As of June 3, 2020, we had reopened 74% of our Gallery locations, 68% of our Outlets and 50% of our Restaurants, and are moving toward the expected complete reopening of our retail locations in the U.S. and Canada based on local conditions and requirements. While we have continued to serve our customers and operate our business through the initial phase of the COVID-19 health crisis and retail closures in the U.S. and Canada, there can be no assurance that future events including additional waves of COVID-19 outbreaks, evolving federal, state and local restrictions and safety regulations in response to COVID-19 risks, changes in consumer behavior and health concerns, or other similar issues will not adversely affect our business, results of operations or financial condition in the future, or that the pace of economic activity in the wake of the first wave of COVID-19 outbreaks will not have a negative impact on our business, results of operations or financial condition. The extent and duration of the crisis remains uncertain, and the results of the fiscal year ending January 30, 2021 could be further impacted in future periods, through reduced revenues, increased receivable and merchandise inventory reserves, asset impairments, valuation allowances and potential declines in liquidity.

ENTRIES PROVIDED
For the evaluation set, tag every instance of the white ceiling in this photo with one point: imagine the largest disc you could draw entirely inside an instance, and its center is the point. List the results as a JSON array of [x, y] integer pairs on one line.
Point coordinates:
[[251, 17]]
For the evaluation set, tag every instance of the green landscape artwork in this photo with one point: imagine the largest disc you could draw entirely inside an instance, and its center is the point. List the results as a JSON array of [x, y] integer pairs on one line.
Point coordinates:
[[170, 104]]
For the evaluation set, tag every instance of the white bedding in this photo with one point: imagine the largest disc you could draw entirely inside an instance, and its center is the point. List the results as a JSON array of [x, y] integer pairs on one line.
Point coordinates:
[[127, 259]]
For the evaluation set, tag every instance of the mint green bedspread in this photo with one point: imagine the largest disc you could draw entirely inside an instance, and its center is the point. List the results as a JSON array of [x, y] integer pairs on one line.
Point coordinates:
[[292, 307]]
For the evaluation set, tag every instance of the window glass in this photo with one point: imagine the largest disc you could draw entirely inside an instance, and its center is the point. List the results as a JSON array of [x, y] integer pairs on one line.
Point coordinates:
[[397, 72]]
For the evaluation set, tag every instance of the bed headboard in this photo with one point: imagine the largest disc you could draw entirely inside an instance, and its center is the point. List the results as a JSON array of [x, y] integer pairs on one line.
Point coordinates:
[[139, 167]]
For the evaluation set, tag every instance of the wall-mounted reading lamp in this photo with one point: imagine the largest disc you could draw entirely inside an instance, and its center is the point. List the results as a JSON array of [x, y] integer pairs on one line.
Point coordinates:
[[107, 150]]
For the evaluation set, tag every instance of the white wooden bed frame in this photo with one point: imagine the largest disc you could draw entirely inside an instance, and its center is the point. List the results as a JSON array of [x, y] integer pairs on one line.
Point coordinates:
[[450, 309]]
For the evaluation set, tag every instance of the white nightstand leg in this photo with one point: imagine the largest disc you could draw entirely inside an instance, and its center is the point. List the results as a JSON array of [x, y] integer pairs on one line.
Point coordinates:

SET OF TASKS
1 > Answer these questions about the passage on reopening retail locations during COVID-19:
(a) As of June 3, 2020, what share of Outlets had been reopened?
(b) In which two countries are the retail locations expected to reopen completely?
(c) On what date does the fiscal year whose results could be further impacted end?
2 > Continue the passage on reopening retail locations during COVID-19 in the same voice, starting after its final sentence.

RESPONSES FOR EACH TASK
1 >
(a) 68%
(b) The U.S. and Canada
(c) January 30, 2021

2 >
We have historically relied on cash flows from operations, net cash proceeds from the issuance of convertible senior notes, as well as borrowings under credit facilities as primary sources of liquidity. When our retail locations were closed as a result of the COVID-19 outbreak, we took immediate action to assure that our liquidity needs would not be materially affected, including our ability to fund our business operations, as well as to make debt repayments when due, such as the $300 million convertible senior notes maturing in July 2020 (the “2020 Notes”) and payments under equipment promissory notes. In response to the initial impact of COVID-19, we implemented a number of measures to minimize cash outlays, including managing workforce costs, delaying planned capital expenditures, deferring new business introductions, adjusting the timing and circulation of Source Books and minimizing discretionary expenses. Given the pace at which business conditions are evolving in response to the COVID-19 health crisis, we may further adjust our investments in various business initiatives including our capital expenditures over the course of fiscal 2020. We will continue to closely manage our expenses and investments while considering both the overall economic environment as well as the needs of our business operations. In addition, our near term decisions regarding the sources and uses of capital in our business will continue to reflect and adapt to changes in market conditions and our business related to COVID-19.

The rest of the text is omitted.